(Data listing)
····················

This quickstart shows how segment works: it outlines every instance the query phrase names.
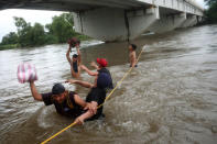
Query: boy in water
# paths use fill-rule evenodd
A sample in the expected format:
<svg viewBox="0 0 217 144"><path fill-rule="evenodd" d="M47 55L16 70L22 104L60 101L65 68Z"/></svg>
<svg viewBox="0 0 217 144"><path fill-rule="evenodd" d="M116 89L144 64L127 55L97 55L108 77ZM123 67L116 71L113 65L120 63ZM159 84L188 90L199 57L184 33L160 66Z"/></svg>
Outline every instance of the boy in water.
<svg viewBox="0 0 217 144"><path fill-rule="evenodd" d="M69 84L76 84L86 88L90 88L90 91L86 97L86 102L89 103L88 107L89 111L87 111L86 113L82 114L76 119L75 122L79 124L84 123L85 120L95 120L100 117L104 117L102 114L104 107L100 107L99 109L97 109L97 107L104 103L106 99L107 89L113 88L110 71L106 68L108 65L107 60L105 58L97 58L97 64L91 63L91 66L95 67L97 71L91 71L84 65L80 66L82 69L87 71L88 75L95 77L94 84L89 84L87 81L82 81L82 80L74 80L74 79L67 80L67 82Z"/></svg>
<svg viewBox="0 0 217 144"><path fill-rule="evenodd" d="M129 45L129 57L130 57L130 67L137 67L137 54L135 54L135 49L137 49L137 45L135 44L130 44Z"/></svg>
<svg viewBox="0 0 217 144"><path fill-rule="evenodd" d="M75 41L75 40L74 40ZM82 63L82 55L79 52L79 41L75 41L75 42L68 42L68 51L66 53L66 58L70 65L70 74L72 77L74 78L79 78L80 77L80 63ZM76 47L77 54L74 54L73 57L70 58L69 53L72 47Z"/></svg>

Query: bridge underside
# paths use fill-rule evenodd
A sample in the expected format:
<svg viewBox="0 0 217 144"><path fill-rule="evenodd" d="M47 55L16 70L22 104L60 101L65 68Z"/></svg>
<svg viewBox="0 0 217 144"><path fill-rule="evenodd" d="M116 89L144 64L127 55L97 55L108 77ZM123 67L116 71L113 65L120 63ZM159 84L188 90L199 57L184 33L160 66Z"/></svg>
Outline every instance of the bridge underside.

····················

### Aim of the exercise
Transcribe the listing above line for line without changing anything, and omit the pictures from your transcription.

### Response for this exercise
This quickstart shows how segment works: it outlines every instance the query phrase names.
Query: boy in water
# paths use fill-rule evenodd
A sample in the expected format:
<svg viewBox="0 0 217 144"><path fill-rule="evenodd" d="M47 55L16 70L22 104L60 101L65 68Z"/></svg>
<svg viewBox="0 0 217 144"><path fill-rule="evenodd" d="M116 89L144 64L127 55L97 55L108 77ZM123 67L116 71L113 65L120 63ZM159 84L188 90L199 57L184 33L160 66Z"/></svg>
Outline every instance of the boy in water.
<svg viewBox="0 0 217 144"><path fill-rule="evenodd" d="M69 84L76 84L86 88L90 88L90 91L86 97L86 102L89 103L88 107L89 111L87 111L86 113L82 114L76 119L75 122L79 124L84 123L85 120L95 120L100 117L104 117L102 114L104 107L100 107L99 109L97 109L97 107L104 103L106 99L107 89L113 88L110 71L106 68L108 65L107 60L105 58L97 58L97 64L91 63L91 66L95 67L97 71L91 71L84 65L80 66L82 69L87 71L88 75L95 77L94 84L89 84L87 81L82 81L82 80L74 80L74 79L67 80L67 82Z"/></svg>
<svg viewBox="0 0 217 144"><path fill-rule="evenodd" d="M129 45L129 57L130 57L130 67L137 67L137 54L135 54L135 49L137 49L137 45L135 44L130 44Z"/></svg>
<svg viewBox="0 0 217 144"><path fill-rule="evenodd" d="M75 41L75 40L74 40ZM82 63L82 55L79 52L79 41L75 41L75 42L68 42L68 51L66 53L66 58L70 65L70 74L72 77L74 78L79 78L80 77L80 63ZM76 47L77 54L74 54L73 57L70 58L69 53L72 47Z"/></svg>

Query: bridge underside
# paths use fill-rule evenodd
A sample in the expected format:
<svg viewBox="0 0 217 144"><path fill-rule="evenodd" d="M47 55L16 70L22 104L60 101L65 68Z"/></svg>
<svg viewBox="0 0 217 144"><path fill-rule="evenodd" d="M116 89L144 64L127 55L97 55L108 77ZM123 67L116 71L113 65L120 63ZM159 84L188 90L199 57L184 33L160 66Z"/></svg>
Outline every instance of the bridge underside.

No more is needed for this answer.